## EXERCÍCIOS
1 > Responda às seguintes perguntas com base no texto sobre Dismaland:
(a) Onde ficava o complexo recreativo abandonado?
(b) Em que dia da semana havia concertos?
(c) Quem era a única portuguesa entre os artistas?
2 > Retome o texto sobre Dismaland, continuando a partir da última frase apresentada.
╭─ EXCERTO DO TEXTO
Consequência desses anos foi também ter sido um dos destaques de Dismaland, o projecto mais ambicioso que Banksy levou a cabo em Inglaterra. Corria o mês de Agosto quando o artista britânico anunciou o seu sombrio parque de diversões – imagine-se a Disneyland na ruína – numa colaboração com mais de 50 artistas, de Damien Hirst, Bill Barminski, Caitlin Cherry, Polly Morgan, Josh Keyes, Mike Ross ou David Shrigley a Wasted Rita, a única portuguesa ali no meio. Quando se achava que o que estava a acontecer num abandonado complexo recreativo em Weston-super-Mare, junto ao Canal de Bristol, era a rodagem de um filme, Banksy anunciou uma megaexposição, com concertos às sextas-feiras, que duraria pouco mais de um mês. Todas as atenções viraram-se para ali, à semelhança, aliás, do que acontece com qualquer coisa que Banksy faça.
╰─
╭─ EXCERTO DOS DADOS
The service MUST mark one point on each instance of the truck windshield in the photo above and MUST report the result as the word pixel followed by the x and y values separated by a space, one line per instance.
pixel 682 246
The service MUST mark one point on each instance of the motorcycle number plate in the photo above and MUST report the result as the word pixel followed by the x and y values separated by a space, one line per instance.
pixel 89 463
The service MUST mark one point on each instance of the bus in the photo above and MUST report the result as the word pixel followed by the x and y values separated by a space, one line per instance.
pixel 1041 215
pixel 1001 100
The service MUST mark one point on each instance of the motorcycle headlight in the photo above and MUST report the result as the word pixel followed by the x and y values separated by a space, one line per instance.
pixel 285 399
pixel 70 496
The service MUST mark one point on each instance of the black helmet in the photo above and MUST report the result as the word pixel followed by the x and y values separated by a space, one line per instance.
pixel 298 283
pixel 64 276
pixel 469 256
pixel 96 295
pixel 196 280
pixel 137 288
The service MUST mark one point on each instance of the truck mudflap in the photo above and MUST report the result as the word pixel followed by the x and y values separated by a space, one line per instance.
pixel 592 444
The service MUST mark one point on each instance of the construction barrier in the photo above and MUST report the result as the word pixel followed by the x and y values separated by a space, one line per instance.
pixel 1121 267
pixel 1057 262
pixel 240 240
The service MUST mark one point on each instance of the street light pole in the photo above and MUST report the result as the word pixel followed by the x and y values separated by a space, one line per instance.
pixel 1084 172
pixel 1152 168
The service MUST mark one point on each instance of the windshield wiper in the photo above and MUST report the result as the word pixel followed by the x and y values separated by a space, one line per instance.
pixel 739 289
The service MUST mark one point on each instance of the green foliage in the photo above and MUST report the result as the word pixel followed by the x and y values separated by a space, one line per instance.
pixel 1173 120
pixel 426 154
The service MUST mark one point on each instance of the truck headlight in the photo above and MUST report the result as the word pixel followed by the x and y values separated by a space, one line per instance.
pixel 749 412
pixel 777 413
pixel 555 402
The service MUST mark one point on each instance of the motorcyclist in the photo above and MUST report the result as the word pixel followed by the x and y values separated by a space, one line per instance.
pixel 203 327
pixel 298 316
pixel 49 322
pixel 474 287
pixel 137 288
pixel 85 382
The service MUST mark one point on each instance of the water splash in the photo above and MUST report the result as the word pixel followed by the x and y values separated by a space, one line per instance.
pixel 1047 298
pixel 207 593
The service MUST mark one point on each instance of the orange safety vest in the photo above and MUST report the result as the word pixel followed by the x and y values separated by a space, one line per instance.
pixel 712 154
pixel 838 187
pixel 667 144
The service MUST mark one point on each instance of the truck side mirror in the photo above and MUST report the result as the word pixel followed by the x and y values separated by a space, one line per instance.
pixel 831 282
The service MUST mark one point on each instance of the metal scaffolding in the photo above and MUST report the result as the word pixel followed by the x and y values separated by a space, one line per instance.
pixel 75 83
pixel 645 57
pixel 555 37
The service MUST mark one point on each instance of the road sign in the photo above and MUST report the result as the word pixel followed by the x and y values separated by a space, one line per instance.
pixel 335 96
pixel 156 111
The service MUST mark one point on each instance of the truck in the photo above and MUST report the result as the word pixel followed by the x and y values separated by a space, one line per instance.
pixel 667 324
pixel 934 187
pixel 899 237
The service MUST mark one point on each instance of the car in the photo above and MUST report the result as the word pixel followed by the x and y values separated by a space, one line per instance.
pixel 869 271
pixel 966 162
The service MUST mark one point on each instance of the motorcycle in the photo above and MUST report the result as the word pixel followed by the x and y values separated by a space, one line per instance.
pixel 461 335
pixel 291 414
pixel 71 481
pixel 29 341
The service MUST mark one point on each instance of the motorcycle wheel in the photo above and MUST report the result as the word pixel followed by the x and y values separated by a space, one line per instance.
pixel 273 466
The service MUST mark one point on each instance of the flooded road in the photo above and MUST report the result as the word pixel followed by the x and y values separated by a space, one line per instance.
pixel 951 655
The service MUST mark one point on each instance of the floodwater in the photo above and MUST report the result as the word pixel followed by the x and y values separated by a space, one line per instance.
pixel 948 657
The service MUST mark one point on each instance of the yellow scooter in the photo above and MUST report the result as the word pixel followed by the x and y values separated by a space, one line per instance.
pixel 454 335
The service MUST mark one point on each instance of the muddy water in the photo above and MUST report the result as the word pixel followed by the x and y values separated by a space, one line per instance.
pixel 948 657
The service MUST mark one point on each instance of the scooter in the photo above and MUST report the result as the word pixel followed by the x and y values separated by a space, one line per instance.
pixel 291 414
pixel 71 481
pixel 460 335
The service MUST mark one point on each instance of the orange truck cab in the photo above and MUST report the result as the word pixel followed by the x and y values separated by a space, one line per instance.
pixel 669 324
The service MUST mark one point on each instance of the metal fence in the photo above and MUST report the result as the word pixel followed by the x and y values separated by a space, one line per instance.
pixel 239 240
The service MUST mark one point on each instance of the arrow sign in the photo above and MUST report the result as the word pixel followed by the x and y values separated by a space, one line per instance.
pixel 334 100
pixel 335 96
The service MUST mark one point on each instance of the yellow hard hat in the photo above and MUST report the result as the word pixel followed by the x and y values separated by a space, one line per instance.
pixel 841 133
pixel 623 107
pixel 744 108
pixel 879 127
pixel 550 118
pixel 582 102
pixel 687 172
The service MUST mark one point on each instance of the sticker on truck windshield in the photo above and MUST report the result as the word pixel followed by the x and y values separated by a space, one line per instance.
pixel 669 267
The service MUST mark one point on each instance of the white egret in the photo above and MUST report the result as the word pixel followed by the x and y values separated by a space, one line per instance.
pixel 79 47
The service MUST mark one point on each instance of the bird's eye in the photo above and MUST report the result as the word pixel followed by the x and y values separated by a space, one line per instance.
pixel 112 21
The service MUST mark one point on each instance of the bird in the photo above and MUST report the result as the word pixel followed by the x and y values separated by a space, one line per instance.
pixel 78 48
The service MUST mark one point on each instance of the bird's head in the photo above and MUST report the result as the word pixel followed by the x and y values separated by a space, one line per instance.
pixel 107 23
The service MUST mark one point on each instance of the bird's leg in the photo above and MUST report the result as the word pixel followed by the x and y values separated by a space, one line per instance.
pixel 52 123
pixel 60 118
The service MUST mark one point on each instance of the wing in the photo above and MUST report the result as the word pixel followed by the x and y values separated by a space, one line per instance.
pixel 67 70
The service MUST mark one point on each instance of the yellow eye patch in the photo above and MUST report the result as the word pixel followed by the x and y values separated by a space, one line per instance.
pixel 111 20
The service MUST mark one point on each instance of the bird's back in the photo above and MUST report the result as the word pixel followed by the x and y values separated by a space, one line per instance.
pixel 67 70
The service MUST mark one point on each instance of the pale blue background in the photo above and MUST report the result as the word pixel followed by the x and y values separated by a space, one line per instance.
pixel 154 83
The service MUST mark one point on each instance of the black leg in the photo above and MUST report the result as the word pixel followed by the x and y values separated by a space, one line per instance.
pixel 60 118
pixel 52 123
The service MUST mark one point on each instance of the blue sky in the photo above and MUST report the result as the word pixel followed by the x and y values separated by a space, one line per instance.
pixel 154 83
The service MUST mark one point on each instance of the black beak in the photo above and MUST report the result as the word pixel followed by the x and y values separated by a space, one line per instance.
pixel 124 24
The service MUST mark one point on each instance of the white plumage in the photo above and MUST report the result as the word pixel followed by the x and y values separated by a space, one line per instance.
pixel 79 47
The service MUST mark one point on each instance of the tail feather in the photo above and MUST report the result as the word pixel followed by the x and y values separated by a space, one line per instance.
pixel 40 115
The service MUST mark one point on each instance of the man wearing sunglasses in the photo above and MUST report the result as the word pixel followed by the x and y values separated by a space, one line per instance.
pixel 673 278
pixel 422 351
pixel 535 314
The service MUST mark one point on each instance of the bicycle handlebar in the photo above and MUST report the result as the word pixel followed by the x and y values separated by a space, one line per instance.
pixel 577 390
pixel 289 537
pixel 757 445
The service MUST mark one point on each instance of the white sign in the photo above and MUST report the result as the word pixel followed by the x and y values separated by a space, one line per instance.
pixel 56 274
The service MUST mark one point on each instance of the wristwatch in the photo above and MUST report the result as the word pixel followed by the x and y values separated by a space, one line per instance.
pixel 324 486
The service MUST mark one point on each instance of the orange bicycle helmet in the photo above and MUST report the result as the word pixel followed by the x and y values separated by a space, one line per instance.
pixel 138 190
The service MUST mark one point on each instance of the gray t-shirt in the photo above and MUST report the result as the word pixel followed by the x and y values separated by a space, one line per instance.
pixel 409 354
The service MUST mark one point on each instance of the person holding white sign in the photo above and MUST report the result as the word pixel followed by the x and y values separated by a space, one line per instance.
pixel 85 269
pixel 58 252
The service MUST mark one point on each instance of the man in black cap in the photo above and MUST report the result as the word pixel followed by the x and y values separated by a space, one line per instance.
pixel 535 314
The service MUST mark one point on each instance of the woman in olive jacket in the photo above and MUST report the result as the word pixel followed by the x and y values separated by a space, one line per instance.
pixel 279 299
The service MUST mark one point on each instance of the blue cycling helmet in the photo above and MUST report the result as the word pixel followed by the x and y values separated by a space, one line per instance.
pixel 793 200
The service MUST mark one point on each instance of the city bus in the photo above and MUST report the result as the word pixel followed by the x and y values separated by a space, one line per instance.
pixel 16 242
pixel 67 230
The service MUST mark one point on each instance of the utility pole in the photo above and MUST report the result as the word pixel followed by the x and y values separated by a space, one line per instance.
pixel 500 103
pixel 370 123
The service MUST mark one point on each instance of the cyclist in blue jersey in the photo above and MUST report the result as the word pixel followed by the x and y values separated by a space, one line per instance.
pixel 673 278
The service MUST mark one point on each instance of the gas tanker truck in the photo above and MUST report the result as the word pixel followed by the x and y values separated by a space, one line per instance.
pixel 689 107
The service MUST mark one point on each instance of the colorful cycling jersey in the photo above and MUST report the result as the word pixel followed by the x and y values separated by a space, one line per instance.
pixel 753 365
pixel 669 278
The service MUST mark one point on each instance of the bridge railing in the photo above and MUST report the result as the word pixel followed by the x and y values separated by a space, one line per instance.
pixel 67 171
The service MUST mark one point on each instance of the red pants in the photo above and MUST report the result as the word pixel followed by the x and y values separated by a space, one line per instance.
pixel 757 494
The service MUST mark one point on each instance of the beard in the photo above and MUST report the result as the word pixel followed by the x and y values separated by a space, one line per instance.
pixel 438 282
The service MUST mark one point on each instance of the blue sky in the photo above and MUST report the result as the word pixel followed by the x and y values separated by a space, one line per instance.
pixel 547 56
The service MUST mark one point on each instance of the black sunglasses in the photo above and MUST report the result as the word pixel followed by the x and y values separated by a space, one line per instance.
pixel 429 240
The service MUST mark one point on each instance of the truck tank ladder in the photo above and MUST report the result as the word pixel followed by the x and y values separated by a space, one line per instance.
╰─
## RESPOSTAS POR TAREFA
1 >
(a) Em Weston-super-Mare, junto ao Canal de Bristol.
(b) Às sextas-feiras.
(c) Wasted Rita.

2 >
Rita continua como nós, desconhece a verdadeira identidade de Banksy, tanto que quando recebeu o convite para participar na Dismaland, achou tratar-se de uma brincadeira. “Foi um convite como qualquer outro e eu até ignorei um bocado porque não sabia o que era e não me estavam a dar informações. Depois lá percebi que era uma coisa grande e que devia participar. Mas foi um convite normalíssimo, tirando a parte de ser uma das maiores exposições do ano”, recorda, contando que nem por estar envolvida na exposição teve direito a informações adicionais. Banksy manteve o segredo, até com aqueles que tinha chamado. “Só soube o que ia ser no dia anterior”, acrescenta. Na Dismaland teve três diferentes séries em exposição.

E o que mudou depois disso? “Acho que me deu muita visibilidade e em Portugal, em particular, ganhei algum respeito. Já não sou só aquela miúda que escreve algumas coisas. Agora sou a miúda que escreve algumas coisas e que Banksy aprova”. E isso não lhe agrada propriamente. “É um bocado mau e irrita-me um bocado, mas, pronto, agora tenho selo de qualidade”, diz em tom de brincadeira, lembrando que já antes tinha conseguido um selo de qualidade quando Vhils a convidou para em Março expor na galeria Underdogs, em Lisboa. “O Vhills acreditou mesmo em mim.”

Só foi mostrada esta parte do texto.